Kun je uit de tekst hieronder over bodemvorming alles van "De zandige sedimenten" tot en met "een zwakke ijzeraanrijking11." letterlijk weergeven?

GETOONDE TEKST:
----

2.3.1.1 Gronden met diepe antropogene humus A horizont

Belangrijke oppervlakten vertonen een diepe, humeuze bovengrond. Bij een gedeelte van deze gronden greep een eolische zandaanvoer plaats gedurende de bebouwing, zodat de ophoging er slechts gedeeltelijk aan menselijke invloed te wijten is. Dit is onder andere het geval voor diep humeuze gronden met bruinachtige bovengrond die algemeen voorkomen in de nabijheid van valleien.

Gronden met grijsachtige bovengrond worden daarentegen meestal in de omgeving van woningen aangetroffen, zodat mag verondersteld worden dat hier vooral met plaggen (organisch materiaal vermengd met minerale bestanddelen, vooral zand) bemest werd.

Sommige diepe humeuze bodems zijn ontstaan én door natuurlijke opstuiving én door plaggenbemesting10.

2.3.1.2 Gronden met weinig duidelijke humus en/of ijzer B horizont

De zandige sedimenten die op het einde van het Tertiair aan het oppervlak voorkwamen, vertonen sporen van een verwering die doorgegaan is onder een warm en vochtig klimaat. De actuele podzolisatieverschijnselen hebben zich op dit relict bodemprofiel voltrokken. Door uitspoeling van humus en ijzer is een podzolachtige bodem ontstaan. In het zandige Diestiaan is de oxydatie van het glauconiet duidelijk waarneembaar en vormde zich een bruinrode podzolachtige bodem. Het materiaal van het Diestiaan dat tijdens het Holoceen verplaatst werd, vertoont dezelfde ontwikkeling als het autochtoon moedermateriaal.

Op de holocene stuifzanden is dezelfde bodemvorming minder uitgesproken wegens het lager ijzergehalte. Het betreft in de meeste gevallen een humusaccumulatie en een zwakke ijzeraanrijking11.

2.3.2 Terreinwaarnemingen

Op de bodemkaart is er een onderscheid tussen de diep humeuze gronden (..m) en de gronden met weinig duidelijke humus en/of ijzer B horizont (..f). Twee bodemprofielen in proefsleuf 22 van het vooronderzoek vertonen beide bodems. (fig. 6). Beide werden ook teruggevonden in de boringen.

9 Baeyens 1960: 40. 10 Baeyens 1960: 18 11 Baeyens 1960: 17 - 18.

(16)

10

Fig. 6: Lokalisatie van de referentieprofielen in proefsleuf 22.

----

AANGELEVERDE GEGEVENS:
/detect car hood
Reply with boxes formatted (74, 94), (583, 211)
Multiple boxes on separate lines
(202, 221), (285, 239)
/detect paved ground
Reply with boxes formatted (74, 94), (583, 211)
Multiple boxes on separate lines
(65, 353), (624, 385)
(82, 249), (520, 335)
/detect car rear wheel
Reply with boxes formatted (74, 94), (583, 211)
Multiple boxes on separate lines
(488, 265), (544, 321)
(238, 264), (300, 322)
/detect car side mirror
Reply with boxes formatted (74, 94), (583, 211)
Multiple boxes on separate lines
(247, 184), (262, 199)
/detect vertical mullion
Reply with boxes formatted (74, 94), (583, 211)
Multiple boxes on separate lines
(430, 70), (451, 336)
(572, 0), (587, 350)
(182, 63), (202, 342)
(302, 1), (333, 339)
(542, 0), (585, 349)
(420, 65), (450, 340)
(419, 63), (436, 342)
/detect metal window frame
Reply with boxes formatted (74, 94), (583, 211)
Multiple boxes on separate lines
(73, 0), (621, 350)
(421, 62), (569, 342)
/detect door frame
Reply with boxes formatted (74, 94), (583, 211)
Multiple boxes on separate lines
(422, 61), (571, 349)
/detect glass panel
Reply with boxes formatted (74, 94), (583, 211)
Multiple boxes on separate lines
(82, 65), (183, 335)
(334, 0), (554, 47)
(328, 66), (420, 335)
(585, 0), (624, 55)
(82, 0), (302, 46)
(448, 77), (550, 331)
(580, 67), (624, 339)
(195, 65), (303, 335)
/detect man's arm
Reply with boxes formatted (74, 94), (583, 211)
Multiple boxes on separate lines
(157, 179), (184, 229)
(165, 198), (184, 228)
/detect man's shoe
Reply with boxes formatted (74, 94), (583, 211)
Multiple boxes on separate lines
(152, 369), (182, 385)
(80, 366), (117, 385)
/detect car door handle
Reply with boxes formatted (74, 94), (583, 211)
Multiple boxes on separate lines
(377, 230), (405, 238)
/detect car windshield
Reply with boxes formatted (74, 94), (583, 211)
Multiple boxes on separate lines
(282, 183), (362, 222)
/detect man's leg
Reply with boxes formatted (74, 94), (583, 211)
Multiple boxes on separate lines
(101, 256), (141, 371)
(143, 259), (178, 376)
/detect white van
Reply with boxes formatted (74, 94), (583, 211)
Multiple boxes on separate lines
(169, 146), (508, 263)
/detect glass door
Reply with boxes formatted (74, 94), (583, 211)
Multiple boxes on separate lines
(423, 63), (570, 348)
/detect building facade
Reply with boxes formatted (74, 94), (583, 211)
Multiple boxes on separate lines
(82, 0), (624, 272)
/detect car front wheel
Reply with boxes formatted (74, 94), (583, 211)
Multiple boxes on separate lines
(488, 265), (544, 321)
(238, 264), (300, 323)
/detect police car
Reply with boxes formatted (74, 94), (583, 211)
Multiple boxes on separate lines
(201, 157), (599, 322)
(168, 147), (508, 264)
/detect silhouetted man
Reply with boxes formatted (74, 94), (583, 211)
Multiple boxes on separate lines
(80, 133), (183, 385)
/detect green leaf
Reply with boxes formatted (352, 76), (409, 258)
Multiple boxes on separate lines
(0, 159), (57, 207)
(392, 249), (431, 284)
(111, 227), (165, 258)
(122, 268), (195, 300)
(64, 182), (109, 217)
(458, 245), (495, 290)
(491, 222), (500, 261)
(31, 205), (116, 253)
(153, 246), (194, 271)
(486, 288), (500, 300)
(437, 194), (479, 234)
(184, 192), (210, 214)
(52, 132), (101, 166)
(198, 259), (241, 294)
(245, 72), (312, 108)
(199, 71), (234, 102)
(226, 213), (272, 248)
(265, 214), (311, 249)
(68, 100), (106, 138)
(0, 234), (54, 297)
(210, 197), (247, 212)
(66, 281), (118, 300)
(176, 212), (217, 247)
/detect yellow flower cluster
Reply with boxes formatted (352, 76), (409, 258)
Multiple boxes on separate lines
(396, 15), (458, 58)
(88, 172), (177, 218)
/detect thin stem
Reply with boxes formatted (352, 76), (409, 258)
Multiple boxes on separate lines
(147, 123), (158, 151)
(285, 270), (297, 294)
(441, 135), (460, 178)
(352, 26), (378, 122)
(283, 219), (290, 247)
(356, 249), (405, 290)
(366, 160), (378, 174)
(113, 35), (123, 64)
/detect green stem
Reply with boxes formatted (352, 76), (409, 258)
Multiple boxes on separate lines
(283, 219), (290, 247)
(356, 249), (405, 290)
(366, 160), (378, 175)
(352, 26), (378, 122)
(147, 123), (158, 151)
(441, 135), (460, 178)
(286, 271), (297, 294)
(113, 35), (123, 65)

----

UITGEVOERDE OPDRACHT:
De zandige sedimenten die op het einde van het Tertiair aan het oppervlak voorkwamen, vertonen sporen van een verwering die doorgegaan is onder een warm en vochtig klimaat. De actuele podzolisatieverschijnselen hebben zich op dit relict bodemprofiel voltrokken. Door uitspoeling van humus en ijzer is een podzolachtige bodem ontstaan. In het zandige Diestiaan is de oxydatie van het glauconiet duidelijk waarneembaar en vormde zich een bruinrode podzolachtige bodem. Het materiaal van het Diestiaan dat tijdens het Holoceen verplaatst werd, vertoont dezelfde ontwikkeling als het autochtoon moedermateriaal.

Op de holocene stuifzanden is dezelfde bodemvorming minder uitgesproken wegens het lager ijzergehalte. Het betreft in de meeste gevallen een humusaccumulatie en een zwakke ijzeraanrijking11.